Publié par Jean-Baptiste Le Roux le 18 Décembre 2025

L’essor des fonds verts en Europe a façonné une nouvelle réalité : une partie de ces capitaux alimente aujourd’hui l’industrie de l’armement. Ce tournant, autorisé par la réglementation européenne, accompagne la restructuration du secteur terrestre de la Défense. Entre investissements massifs, choix stratégiques des banques et montée en puissance des industriels, un nouveau paysage se dessine, loin des idées reçues sur la finance durable.



Fonds verts : un outil devenu stratégique pour la Défense européenne

En 2025, des fonds verts issus de banques françaises et européennes participent au financement de l’industrie de la Défense. Cette dynamique révèle une restructuration majeure du secteur terrestre militaire, entre stratégies financières, enjeux industriels et évolution réglementaire.
En 2025, des fonds verts issus de banques françaises et européennes participent au financement de l’industrie de la Défense. Cette dynamique révèle une restructuration majeure du secteur terrestre militaire, entre stratégies financières, enjeux industriels et évolution réglementaire.

L’univers des fonds verts a longtemps été associé au climat, aux énergies renouvelables et à la transition écologique. Pourtant, la finance durable connaît une transformation profonde. En 2025, ces fonds ne se limitent plus aux projets environnementaux classiques. Ils participent désormais, de manière assumée, au financement d’entreprises liées à l’industrie militaire. C'est ce qui ressort d'une enquête publiée par Mediapart.

Cette orientation repose sur un cadre réglementaire précis. Les banques européennes ont la possibilité de qualifier elles-mêmes leurs investissements verts si elles démontrent leur caractère social, environnemental ou durable. Le label vert ne se limite donc pas au secteur écologique. La Défense s’y insère progressivement, portée par l’idée que la sécurité et la souveraineté constituent des biens publics essentiels. Ce principe ouvre la voie à une redéfinition de la notion même de durabilité.

Les montants mobilisés sont considérables. Plusieurs dizaines de milliards d’euros issus de fonds verts soutiennent aujourd’hui des sociétés actives dans la fabrication de drones, de moteurs militaires, de systèmes de guidage, de blindés ou d’équipements terrestres. Une centaine d’entreprises bénéficient de ces capitaux, majoritairement européennes. Parmi elles, Safran occupe une place centrale. L’entreprise française, spécialisée dans l’aviation militaire et les technologies de précision, capte une part significative de ce financement.

Cette dynamique reflète une évolution stratégique. L’industrie terrestre de l’armement voit ses besoins croître face aux tensions géopolitiques, à la modernisation des équipements et à l’autonomie technologique recherchée par l’Union européenne. Les fonds verts deviennent ainsi des leviers financiers utiles à la restructuration du secteur et à sa capacité de production.

* _TÂCHES À RÉALISER_
• a. Dans l'article sur les fonds verts, modifiez le passage qui s'ouvre sur les mots "Publié par Jean-Baptiste" et se termine par "la finance durable.", en remplaçant "banques" par "établissements financiers".
• b. D'après l'article sur les fonds verts, combien d'entreprises bénéficient de ces capitaux ?
• c. Prolongez l'article sur les fonds verts à partir de sa dernière phrase.
Le matériel qui suit provient d'une autre source.

* _MATÉRIEL FOURNI_

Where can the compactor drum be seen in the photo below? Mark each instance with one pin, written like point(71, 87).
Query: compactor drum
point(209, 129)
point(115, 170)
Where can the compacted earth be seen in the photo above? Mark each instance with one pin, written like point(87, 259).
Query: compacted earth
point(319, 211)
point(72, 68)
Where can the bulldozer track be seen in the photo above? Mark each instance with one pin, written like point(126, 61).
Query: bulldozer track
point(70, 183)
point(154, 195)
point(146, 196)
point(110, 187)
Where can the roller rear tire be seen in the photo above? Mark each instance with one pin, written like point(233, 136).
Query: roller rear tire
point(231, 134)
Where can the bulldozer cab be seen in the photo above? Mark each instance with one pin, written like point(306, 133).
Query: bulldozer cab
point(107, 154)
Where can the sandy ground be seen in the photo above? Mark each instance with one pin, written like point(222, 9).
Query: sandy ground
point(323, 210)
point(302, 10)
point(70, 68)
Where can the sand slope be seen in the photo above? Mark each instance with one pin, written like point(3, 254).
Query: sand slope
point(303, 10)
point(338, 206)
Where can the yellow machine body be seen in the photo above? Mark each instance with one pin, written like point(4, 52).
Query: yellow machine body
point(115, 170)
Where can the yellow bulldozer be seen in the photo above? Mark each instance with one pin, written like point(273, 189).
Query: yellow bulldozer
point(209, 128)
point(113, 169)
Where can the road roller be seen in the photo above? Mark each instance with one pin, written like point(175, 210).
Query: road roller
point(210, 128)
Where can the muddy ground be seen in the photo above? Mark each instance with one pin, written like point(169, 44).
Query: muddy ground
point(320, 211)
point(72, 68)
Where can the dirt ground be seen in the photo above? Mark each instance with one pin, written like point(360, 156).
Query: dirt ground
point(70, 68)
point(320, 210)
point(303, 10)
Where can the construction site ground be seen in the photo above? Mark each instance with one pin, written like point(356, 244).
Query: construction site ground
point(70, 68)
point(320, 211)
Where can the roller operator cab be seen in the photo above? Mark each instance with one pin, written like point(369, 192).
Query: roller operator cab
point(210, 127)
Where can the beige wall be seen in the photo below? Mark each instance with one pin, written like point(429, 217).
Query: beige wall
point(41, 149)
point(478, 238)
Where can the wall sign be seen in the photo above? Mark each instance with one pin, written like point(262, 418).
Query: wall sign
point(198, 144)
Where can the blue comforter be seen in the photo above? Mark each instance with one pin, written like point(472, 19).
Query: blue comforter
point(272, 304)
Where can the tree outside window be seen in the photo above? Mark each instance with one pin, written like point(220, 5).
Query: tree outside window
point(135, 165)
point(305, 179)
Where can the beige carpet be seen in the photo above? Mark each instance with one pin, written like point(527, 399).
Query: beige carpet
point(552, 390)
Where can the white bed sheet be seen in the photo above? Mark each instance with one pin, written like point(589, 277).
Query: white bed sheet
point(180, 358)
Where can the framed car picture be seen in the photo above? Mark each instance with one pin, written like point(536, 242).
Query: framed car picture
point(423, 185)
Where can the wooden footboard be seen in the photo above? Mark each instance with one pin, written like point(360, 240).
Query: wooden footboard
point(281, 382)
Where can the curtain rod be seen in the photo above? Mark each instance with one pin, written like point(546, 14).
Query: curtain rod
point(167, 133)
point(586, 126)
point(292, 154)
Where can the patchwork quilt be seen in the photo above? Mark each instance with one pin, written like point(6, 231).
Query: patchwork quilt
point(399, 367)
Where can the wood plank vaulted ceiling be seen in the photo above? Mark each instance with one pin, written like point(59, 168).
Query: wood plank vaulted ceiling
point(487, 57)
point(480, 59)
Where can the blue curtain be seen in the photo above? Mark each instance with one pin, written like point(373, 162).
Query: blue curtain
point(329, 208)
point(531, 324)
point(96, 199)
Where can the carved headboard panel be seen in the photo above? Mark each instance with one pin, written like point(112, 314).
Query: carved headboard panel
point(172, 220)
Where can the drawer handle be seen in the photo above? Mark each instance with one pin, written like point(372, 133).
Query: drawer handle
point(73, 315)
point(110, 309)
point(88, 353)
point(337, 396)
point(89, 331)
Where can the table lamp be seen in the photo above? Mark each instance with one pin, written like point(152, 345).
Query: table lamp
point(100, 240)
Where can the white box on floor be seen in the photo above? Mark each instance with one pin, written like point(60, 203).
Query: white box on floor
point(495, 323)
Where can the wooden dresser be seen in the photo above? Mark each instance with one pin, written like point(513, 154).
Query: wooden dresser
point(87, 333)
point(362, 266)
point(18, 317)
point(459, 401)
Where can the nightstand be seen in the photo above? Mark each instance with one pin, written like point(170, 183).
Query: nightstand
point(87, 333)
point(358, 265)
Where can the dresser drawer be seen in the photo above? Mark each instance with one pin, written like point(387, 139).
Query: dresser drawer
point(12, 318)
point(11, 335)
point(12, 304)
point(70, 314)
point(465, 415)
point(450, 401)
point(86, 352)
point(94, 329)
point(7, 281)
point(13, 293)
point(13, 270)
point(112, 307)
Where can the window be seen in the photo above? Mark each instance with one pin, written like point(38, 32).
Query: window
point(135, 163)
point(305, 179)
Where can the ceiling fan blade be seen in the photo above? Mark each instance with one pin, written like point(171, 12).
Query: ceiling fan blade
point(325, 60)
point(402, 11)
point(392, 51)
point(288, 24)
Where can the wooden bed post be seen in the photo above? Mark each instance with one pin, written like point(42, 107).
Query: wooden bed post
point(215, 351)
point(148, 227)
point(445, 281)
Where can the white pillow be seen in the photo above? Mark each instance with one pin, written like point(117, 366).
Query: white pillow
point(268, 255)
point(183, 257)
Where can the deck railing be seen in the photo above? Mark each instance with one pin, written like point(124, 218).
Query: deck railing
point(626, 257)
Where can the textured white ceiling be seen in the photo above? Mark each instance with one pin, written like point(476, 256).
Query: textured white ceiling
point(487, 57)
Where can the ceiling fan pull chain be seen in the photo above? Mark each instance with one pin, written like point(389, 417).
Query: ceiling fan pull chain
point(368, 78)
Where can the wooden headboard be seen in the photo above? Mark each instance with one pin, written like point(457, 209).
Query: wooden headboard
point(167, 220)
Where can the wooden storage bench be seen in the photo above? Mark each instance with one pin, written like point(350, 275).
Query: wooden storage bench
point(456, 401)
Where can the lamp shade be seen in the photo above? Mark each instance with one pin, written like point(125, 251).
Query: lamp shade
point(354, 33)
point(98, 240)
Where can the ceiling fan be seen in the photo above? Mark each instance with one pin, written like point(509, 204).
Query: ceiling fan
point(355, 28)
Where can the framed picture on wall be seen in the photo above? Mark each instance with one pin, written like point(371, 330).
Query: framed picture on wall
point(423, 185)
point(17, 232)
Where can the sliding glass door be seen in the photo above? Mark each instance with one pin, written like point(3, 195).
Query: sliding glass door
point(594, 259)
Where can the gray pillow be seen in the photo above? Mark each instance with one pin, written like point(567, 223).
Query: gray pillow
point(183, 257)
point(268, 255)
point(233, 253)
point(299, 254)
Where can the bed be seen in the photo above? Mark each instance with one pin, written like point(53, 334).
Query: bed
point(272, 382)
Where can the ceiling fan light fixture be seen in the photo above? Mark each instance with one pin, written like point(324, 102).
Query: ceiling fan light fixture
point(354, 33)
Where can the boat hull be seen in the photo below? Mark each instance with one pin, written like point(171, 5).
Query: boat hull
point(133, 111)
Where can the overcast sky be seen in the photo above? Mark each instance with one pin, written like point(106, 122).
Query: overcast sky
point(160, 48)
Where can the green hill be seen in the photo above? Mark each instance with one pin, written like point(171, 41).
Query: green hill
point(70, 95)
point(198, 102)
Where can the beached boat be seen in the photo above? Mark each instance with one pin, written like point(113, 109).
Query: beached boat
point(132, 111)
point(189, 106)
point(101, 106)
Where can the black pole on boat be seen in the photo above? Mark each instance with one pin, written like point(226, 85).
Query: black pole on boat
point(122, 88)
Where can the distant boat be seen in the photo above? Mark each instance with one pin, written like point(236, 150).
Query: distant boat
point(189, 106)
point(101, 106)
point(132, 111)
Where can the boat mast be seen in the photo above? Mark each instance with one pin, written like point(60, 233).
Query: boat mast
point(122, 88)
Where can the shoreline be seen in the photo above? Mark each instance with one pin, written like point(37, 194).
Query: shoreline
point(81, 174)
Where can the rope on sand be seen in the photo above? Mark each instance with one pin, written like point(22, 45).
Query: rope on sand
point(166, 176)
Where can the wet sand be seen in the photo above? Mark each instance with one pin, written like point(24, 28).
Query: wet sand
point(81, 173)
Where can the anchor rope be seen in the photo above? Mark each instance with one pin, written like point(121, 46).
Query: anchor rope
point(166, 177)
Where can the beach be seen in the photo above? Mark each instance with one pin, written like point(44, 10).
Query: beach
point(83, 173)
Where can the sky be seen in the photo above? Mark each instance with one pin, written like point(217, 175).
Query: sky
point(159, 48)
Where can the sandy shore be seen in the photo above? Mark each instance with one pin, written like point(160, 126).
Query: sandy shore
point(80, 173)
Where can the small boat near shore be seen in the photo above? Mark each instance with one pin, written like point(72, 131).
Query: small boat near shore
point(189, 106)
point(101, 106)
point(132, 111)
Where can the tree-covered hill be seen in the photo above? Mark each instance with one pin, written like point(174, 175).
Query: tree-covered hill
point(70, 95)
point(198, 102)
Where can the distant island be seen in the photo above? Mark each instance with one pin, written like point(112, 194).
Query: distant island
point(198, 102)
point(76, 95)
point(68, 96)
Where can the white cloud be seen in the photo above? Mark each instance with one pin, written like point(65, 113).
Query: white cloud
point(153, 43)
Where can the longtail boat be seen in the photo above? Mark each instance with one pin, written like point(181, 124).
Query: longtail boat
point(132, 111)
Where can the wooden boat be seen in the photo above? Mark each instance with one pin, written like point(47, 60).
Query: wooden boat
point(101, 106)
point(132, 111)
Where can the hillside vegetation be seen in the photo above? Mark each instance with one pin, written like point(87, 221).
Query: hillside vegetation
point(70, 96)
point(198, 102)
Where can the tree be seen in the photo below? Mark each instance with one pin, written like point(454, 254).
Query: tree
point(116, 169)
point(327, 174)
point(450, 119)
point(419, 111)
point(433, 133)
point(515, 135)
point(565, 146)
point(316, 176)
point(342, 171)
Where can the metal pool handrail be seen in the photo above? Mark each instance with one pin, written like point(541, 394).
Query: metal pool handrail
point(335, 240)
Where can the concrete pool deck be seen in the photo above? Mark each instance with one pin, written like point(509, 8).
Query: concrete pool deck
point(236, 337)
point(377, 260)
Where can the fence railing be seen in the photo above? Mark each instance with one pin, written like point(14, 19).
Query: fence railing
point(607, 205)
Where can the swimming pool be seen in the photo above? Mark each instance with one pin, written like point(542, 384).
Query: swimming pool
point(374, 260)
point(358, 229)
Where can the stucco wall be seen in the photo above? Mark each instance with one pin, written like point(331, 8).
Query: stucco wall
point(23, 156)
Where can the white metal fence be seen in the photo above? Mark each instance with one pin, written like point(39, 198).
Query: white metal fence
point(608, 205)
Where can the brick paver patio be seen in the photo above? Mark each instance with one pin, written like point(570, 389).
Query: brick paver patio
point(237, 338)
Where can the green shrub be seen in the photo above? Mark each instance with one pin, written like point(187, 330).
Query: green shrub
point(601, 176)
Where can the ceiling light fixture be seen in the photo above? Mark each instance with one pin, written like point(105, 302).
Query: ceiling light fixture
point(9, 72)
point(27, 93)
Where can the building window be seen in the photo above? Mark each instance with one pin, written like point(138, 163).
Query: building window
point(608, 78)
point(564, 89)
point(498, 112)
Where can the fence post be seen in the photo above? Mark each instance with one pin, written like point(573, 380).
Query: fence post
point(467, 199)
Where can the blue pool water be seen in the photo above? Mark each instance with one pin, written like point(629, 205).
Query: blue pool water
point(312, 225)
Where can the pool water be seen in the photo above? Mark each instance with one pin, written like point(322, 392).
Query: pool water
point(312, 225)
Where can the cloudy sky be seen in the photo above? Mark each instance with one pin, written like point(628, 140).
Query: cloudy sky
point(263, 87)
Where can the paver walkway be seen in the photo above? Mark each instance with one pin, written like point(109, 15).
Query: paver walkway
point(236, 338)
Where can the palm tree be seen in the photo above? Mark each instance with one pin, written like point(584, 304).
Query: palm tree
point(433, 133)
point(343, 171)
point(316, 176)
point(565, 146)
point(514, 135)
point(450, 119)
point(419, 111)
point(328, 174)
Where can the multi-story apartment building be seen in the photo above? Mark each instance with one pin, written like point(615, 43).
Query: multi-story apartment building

* _RÉPONSES_
• a.
Publié par Jean-Baptiste Le Roux le 18 Décembre 2025

L’essor des fonds verts en Europe a façonné une nouvelle réalité : une partie de ces capitaux alimente aujourd’hui l’industrie de l’armement. Ce tournant, autorisé par la réglementation européenne, accompagne la restructuration du secteur terrestre de la Défense. Entre investissements massifs, choix stratégiques des établissements financiers et montée en puissance des industriels, un nouveau paysage se dessine, loin des idées reçues sur la finance durable.

• b. Une centaine, majoritairement européennes.

• c.
Mais ce mouvement interroge. Beaucoup d’épargnants voient dans les fonds verts un moyen d’agir en faveur du climat. Ils découvrent que leurs placements contribuent aussi à l’armement terrestre et aérien. La transparence, bien que réglementairement encadrée, reste source de confusion pour le grand public.


Banques européennes : entre choix assumés, marché porteur et besoins industriels

La réorientation des fonds verts vers la Défense émane avant tout des établissements bancaires. En Europe comme en France, plusieurs banques sont devenues des acteurs majeurs de ce financement indirect. Leur logique est avant tout financière : soutenir des secteurs jugés stratégiques, rentables et indispensables au fonctionnement des États.

Parmi les institutions les plus engagées figurent des groupes français. Le Crédit agricole et Amundi se placent en tête, suivis par d’autres acteurs majeurs comme Eleva Capital, le Crédit mutuel ou encore les banques populaires régionales. Leur rôle ne tient pas du hasard. Le secteur européen de la Défense connaît une croissance forte liée à la demande en armements terrestres, à la production de véhicules blindés, à la modernisation des troupes au sol et à l’augmentation des stocks d’équipements militaires. Les fonds verts permettent de soutenir ces transformations sans mobiliser directement les budgets publics.

Les banques justifient cette démarche par une logique de cohérence interne. Pour elles, la Défense fait partie intégrante de la stabilité environnementale. Sans sécurité, aucun projet écologique ne peut se développer durablement. Ce raisonnement s’impose progressivement au sein des comités d’investissement, tout en restant conforme au droit européen. Seuls les fabricants d’armes controversées restent exclus, comme ceux spécialisés dans les mines antipersonnel.

Cette situation met en lumière un marché financier européen qui change d’échelle. Les fonds verts, autrefois cantonnés au paysage énergétique, deviennent multifonctionnels. Ils servent à construire des infrastructures, soutenir la souveraineté et sécuriser des filières industrielles. Cette évolution accompagne la restructuration en cours dans l’industrie terrestre de l’armement : montée en gamme technologique, coopération européenne renforcée et augmentation des chaînes de production.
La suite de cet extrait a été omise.